Retype only what runs from the line that contains "TARGET: cyclist" through the last line of the listing below, both lines included.

■ **Provided records**
## start

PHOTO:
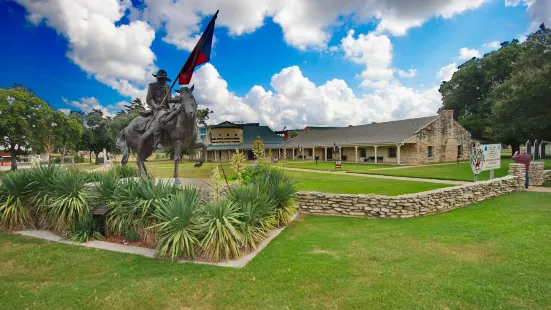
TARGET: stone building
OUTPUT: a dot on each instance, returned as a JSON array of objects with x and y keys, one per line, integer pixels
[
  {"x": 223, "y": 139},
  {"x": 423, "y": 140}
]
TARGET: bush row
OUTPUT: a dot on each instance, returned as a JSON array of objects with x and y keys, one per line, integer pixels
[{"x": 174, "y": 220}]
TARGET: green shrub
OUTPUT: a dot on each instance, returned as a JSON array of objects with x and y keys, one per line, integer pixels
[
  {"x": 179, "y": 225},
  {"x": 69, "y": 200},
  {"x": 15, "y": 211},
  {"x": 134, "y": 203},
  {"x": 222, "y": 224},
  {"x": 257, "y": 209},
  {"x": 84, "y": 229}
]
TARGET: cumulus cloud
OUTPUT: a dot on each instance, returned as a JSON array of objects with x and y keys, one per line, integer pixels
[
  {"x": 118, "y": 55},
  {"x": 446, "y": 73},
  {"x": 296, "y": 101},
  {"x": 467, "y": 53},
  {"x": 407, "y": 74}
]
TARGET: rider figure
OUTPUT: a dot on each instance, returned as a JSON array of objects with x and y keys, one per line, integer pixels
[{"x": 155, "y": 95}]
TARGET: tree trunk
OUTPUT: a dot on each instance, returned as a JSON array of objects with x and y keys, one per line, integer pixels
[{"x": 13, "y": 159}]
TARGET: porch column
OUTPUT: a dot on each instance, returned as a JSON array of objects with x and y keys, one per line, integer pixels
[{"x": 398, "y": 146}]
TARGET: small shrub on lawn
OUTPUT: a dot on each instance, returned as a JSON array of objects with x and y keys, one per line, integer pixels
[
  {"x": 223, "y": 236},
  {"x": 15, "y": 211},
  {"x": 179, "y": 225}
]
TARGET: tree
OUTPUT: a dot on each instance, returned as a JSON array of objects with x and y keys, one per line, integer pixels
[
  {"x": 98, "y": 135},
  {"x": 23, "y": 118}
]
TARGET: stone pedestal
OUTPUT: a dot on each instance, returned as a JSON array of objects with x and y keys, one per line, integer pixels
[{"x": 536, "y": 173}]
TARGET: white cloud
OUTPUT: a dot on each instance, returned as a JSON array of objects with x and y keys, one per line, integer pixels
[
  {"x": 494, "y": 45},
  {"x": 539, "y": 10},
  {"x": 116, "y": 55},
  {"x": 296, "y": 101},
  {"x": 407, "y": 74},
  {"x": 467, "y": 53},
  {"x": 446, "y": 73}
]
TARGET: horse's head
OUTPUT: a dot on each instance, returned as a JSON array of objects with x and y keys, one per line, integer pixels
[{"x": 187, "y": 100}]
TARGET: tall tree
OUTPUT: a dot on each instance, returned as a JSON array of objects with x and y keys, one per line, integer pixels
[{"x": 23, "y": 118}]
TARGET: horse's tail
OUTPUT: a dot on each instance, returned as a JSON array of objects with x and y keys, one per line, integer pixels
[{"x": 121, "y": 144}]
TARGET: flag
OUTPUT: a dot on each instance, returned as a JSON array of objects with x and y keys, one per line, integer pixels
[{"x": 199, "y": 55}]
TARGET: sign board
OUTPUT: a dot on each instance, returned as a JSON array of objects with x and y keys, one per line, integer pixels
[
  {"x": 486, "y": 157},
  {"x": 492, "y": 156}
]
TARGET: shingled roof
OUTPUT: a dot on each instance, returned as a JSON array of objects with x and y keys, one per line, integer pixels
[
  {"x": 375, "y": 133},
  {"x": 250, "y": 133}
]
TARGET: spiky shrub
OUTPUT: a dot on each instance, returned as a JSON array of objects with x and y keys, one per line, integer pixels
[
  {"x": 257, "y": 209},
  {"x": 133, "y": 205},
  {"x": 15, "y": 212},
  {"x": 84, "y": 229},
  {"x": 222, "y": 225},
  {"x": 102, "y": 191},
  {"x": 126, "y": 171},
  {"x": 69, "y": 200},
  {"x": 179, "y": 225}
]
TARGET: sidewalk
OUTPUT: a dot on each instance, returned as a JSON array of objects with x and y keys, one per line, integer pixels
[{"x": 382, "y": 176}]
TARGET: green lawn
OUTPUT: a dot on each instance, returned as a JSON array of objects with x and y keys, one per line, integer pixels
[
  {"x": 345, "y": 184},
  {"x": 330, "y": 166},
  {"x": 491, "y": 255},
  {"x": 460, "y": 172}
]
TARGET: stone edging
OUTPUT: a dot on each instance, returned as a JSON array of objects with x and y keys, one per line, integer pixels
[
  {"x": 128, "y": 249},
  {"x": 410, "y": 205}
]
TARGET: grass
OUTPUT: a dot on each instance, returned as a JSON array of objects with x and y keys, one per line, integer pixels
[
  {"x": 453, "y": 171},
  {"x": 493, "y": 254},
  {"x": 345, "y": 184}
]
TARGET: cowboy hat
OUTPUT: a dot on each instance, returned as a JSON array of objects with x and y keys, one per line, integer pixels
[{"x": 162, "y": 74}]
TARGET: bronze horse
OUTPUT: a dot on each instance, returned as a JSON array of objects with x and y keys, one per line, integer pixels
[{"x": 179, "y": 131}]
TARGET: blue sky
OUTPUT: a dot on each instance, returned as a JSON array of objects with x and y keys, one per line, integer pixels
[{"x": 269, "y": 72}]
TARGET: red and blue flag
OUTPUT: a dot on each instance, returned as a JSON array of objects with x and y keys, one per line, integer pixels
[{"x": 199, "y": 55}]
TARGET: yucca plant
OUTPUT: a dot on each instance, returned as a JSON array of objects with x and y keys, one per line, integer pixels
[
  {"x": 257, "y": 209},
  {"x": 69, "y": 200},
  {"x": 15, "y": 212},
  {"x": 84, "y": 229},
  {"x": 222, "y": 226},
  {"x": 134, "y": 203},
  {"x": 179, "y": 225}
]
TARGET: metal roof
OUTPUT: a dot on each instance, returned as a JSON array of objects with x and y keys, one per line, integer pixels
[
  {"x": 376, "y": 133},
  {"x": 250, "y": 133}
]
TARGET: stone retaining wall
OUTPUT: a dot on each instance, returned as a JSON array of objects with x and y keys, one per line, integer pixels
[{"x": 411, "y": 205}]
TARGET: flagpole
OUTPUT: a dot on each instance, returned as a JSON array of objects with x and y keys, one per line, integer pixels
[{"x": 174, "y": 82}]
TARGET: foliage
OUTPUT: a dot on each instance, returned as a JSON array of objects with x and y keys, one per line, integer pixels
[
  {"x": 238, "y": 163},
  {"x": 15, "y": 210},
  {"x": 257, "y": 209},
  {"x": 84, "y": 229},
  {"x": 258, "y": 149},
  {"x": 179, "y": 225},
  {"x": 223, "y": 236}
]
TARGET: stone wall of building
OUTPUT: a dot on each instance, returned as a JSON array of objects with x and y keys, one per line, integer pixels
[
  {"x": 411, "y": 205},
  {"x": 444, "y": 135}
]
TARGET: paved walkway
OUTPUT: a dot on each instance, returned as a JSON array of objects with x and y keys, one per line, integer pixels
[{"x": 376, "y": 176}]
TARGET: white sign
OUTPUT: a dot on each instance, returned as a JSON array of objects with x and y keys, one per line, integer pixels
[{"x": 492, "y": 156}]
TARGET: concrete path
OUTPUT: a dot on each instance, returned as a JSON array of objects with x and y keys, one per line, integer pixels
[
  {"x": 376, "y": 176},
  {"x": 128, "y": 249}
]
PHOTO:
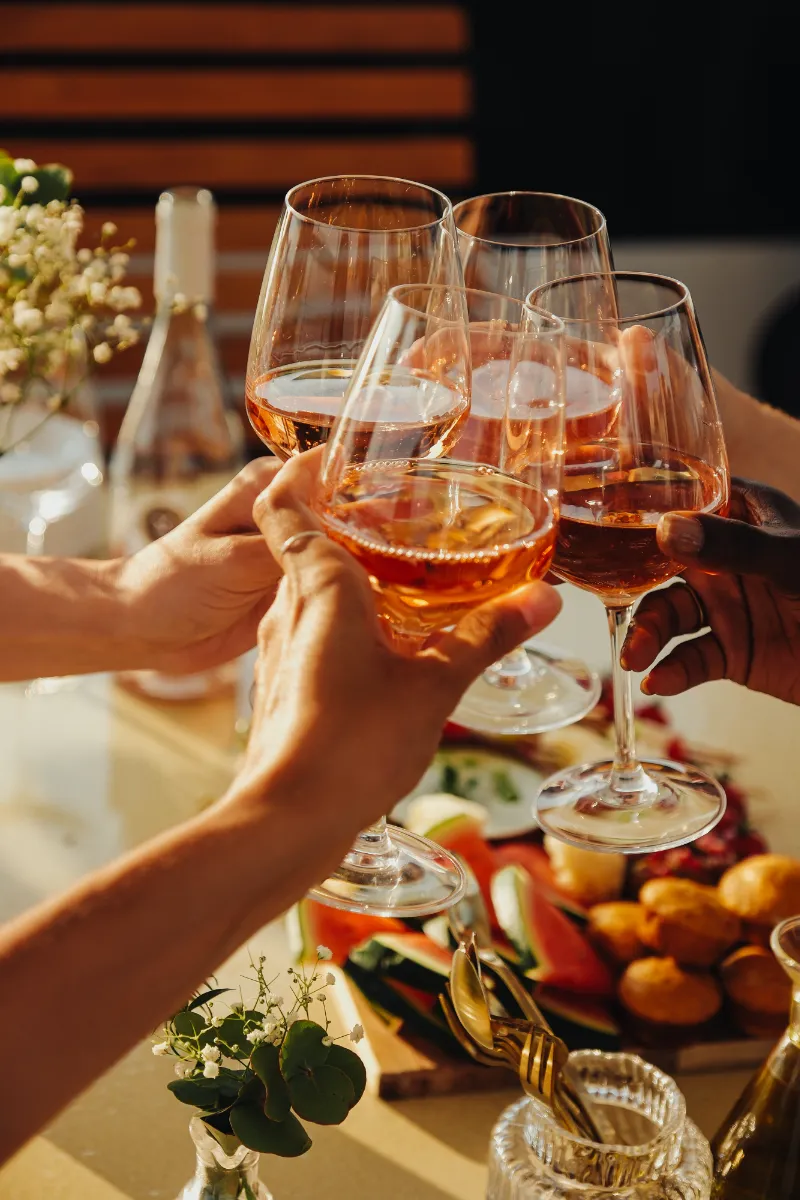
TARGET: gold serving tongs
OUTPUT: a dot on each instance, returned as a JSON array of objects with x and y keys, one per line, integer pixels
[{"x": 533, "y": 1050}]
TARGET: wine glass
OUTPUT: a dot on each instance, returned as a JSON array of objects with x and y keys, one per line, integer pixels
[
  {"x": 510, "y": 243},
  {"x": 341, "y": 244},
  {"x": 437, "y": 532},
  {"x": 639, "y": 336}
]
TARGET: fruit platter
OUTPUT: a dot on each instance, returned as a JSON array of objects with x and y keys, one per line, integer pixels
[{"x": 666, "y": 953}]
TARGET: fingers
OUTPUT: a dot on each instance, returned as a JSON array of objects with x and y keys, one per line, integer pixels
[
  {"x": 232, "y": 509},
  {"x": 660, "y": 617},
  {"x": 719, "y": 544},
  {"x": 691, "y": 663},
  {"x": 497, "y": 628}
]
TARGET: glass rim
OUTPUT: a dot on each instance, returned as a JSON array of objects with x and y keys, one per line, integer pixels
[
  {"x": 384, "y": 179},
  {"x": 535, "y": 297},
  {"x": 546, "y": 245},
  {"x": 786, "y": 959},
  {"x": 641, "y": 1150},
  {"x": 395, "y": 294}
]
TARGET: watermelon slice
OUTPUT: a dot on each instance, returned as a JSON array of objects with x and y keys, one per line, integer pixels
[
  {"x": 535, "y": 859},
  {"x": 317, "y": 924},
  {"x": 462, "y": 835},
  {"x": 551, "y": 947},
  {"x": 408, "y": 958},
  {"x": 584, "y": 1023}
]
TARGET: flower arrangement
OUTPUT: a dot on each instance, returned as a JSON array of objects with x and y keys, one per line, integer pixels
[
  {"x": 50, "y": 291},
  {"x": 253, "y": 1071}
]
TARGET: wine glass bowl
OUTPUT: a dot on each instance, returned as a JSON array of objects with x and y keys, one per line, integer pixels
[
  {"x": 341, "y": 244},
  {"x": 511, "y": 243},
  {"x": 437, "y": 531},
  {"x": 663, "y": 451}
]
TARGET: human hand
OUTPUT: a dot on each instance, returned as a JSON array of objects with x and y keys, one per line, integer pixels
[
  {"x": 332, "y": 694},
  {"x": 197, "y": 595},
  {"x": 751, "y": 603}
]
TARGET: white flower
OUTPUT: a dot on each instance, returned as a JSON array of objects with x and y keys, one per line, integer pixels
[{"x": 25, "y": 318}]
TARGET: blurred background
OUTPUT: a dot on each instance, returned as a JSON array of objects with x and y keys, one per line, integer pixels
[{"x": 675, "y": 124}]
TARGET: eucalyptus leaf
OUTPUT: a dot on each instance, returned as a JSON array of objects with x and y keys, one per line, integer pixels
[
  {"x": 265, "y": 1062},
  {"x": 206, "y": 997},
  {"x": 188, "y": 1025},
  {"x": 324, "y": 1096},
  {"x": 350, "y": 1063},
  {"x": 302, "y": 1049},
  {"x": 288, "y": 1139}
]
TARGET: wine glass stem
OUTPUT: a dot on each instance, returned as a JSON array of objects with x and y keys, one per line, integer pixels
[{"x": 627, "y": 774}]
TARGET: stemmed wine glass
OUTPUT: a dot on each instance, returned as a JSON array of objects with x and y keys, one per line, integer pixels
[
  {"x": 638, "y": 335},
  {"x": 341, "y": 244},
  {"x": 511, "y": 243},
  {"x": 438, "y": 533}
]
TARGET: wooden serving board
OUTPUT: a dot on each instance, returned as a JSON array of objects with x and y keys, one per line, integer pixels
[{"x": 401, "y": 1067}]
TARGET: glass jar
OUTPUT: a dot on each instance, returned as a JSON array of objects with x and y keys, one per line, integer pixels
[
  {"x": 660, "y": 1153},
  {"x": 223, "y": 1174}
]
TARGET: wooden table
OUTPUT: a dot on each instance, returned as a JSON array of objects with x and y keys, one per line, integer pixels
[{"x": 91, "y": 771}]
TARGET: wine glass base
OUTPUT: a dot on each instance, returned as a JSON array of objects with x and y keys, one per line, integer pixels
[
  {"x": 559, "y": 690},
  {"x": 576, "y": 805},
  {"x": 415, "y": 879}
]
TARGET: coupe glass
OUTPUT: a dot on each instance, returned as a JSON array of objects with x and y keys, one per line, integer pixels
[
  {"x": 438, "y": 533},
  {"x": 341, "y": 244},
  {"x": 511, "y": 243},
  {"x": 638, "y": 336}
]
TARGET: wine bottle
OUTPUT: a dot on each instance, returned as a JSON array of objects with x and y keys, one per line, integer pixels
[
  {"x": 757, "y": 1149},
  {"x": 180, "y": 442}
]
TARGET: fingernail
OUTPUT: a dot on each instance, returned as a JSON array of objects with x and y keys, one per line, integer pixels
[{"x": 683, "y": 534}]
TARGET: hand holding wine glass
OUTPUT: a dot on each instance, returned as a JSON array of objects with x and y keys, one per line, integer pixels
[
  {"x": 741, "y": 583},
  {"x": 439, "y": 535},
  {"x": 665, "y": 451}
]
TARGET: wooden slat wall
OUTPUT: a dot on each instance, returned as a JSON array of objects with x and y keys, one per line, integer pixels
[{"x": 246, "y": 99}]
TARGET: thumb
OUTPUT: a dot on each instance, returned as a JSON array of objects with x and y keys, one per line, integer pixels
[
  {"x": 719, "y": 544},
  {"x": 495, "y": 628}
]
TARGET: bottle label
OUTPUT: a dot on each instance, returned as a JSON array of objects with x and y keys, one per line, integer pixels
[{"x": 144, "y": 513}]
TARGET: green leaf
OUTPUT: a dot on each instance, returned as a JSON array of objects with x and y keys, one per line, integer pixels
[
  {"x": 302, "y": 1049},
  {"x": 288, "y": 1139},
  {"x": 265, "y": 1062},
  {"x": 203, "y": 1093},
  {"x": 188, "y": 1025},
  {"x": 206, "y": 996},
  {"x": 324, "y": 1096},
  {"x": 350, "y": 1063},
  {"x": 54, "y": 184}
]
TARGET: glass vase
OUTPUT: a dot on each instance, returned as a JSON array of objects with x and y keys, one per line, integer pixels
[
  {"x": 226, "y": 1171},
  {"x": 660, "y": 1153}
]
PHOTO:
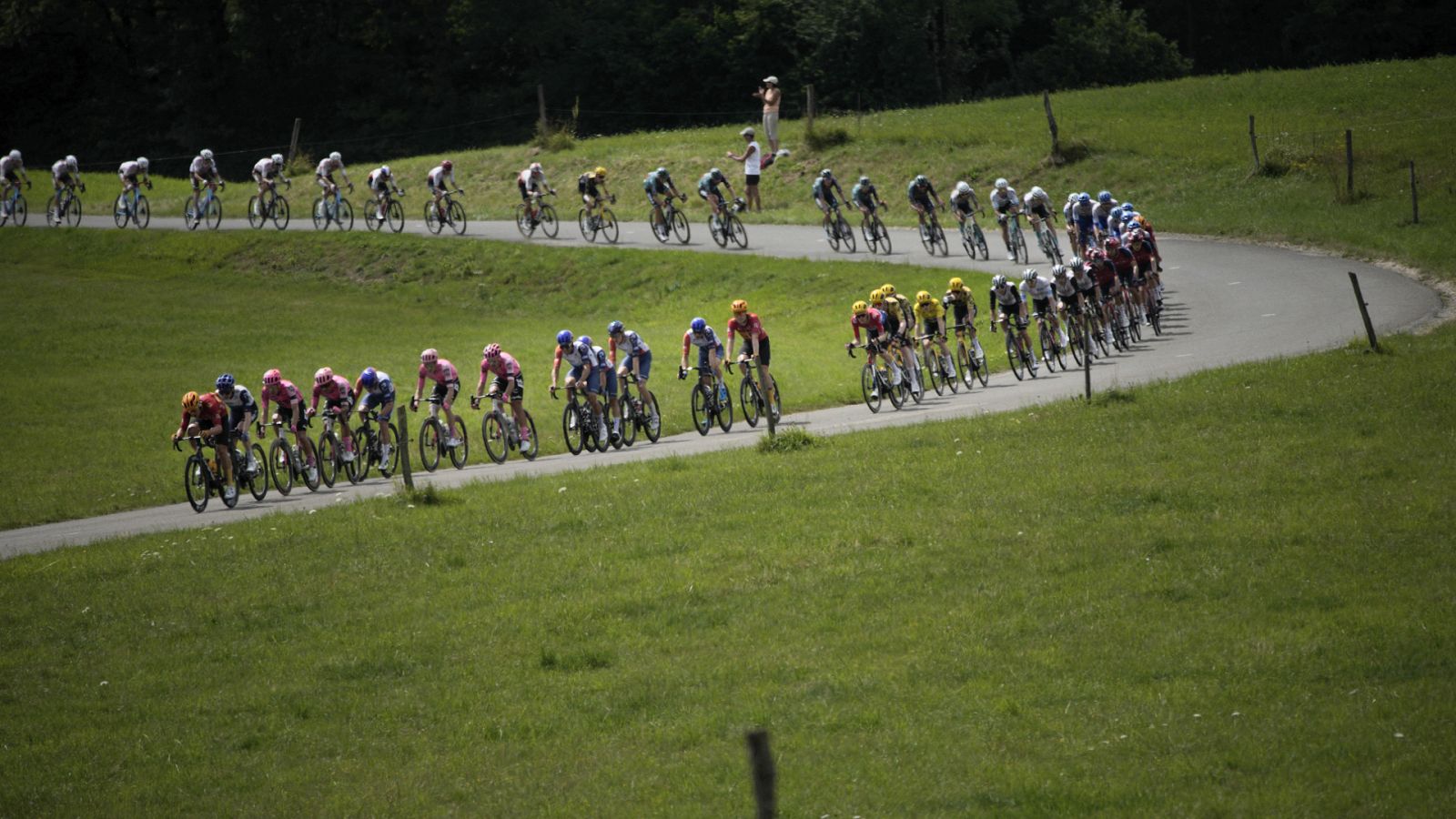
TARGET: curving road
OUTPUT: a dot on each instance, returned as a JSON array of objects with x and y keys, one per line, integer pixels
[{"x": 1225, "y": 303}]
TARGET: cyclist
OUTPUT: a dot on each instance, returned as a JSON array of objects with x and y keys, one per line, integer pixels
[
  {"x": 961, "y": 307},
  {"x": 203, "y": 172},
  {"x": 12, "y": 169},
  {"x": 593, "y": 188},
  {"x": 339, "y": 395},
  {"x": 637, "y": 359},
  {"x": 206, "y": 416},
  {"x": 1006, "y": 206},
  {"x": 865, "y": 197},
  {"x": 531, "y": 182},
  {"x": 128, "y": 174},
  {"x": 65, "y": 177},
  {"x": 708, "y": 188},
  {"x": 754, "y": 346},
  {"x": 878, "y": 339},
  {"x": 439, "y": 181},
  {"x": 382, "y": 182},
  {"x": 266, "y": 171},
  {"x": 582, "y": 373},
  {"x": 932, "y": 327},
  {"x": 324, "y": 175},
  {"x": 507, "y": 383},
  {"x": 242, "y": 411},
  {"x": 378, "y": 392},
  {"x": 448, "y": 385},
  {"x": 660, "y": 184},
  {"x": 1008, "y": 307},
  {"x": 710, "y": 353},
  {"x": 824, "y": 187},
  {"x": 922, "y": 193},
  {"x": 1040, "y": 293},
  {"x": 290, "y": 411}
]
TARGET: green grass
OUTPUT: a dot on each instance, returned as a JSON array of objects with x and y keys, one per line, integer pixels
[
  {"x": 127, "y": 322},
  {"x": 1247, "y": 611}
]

## end

■ **Answer to this problem**
TARGET: cyclist
OUTPUT: a dot on each instance, returned as a JSON array of objects with x and y keys, one per line, integer pixels
[
  {"x": 961, "y": 307},
  {"x": 203, "y": 172},
  {"x": 12, "y": 169},
  {"x": 593, "y": 188},
  {"x": 339, "y": 395},
  {"x": 637, "y": 359},
  {"x": 206, "y": 416},
  {"x": 1006, "y": 206},
  {"x": 865, "y": 197},
  {"x": 531, "y": 182},
  {"x": 128, "y": 174},
  {"x": 65, "y": 177},
  {"x": 708, "y": 188},
  {"x": 754, "y": 346},
  {"x": 878, "y": 339},
  {"x": 439, "y": 181},
  {"x": 382, "y": 182},
  {"x": 266, "y": 171},
  {"x": 582, "y": 373},
  {"x": 932, "y": 327},
  {"x": 324, "y": 175},
  {"x": 507, "y": 383},
  {"x": 242, "y": 411},
  {"x": 378, "y": 392},
  {"x": 448, "y": 385},
  {"x": 660, "y": 184},
  {"x": 1008, "y": 307},
  {"x": 710, "y": 353},
  {"x": 824, "y": 187},
  {"x": 922, "y": 193},
  {"x": 1040, "y": 293},
  {"x": 290, "y": 411}
]
TARGET: green grass
OUTPUT: a dot on each instance, returned as a JSON array of objects with x and y keys, one per line, integer pixels
[
  {"x": 127, "y": 322},
  {"x": 1247, "y": 611}
]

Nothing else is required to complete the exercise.